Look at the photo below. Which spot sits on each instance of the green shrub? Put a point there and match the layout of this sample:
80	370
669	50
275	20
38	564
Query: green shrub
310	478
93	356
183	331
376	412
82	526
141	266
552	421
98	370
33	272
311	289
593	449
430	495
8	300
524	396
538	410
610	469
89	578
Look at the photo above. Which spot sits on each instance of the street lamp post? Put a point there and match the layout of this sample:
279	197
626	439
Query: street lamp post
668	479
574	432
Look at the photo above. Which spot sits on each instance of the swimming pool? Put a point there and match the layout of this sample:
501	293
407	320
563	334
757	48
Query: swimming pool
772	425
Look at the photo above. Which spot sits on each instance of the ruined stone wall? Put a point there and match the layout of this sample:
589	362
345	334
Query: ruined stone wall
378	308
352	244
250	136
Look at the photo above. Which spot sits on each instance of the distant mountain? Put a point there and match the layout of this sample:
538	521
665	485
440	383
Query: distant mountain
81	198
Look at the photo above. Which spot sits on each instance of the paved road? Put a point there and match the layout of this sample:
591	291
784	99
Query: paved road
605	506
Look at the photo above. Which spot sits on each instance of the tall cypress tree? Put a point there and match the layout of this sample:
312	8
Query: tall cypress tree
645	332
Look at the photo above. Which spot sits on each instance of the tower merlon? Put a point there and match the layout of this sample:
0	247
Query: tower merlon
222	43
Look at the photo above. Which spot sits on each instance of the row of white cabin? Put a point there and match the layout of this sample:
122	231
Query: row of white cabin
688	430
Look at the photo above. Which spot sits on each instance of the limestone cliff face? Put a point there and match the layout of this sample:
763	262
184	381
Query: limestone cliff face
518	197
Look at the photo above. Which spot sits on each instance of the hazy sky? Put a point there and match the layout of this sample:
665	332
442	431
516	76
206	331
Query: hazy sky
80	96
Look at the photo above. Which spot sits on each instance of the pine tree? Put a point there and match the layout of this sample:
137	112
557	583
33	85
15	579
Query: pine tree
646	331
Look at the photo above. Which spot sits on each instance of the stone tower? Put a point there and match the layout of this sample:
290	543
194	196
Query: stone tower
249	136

....................

TO DO: Rewrite the rows from the line containing "of the pine" through the last of the rows, changing "stone tower" to "bell tower" and leaving everything else as it is.

ANSWER BELOW:
Look at the photo above. Which spot sits on each instance of the pine tree? Put a point there and match the layout of this sample:
137	112
557	583
33	85
15	579
Query: pine tree
646	331
Look at the photo above. Which spot sits on each instance of the bell tower? Put a point there and match the layout of this sample:
290	543
194	196
Query: bell tower
249	136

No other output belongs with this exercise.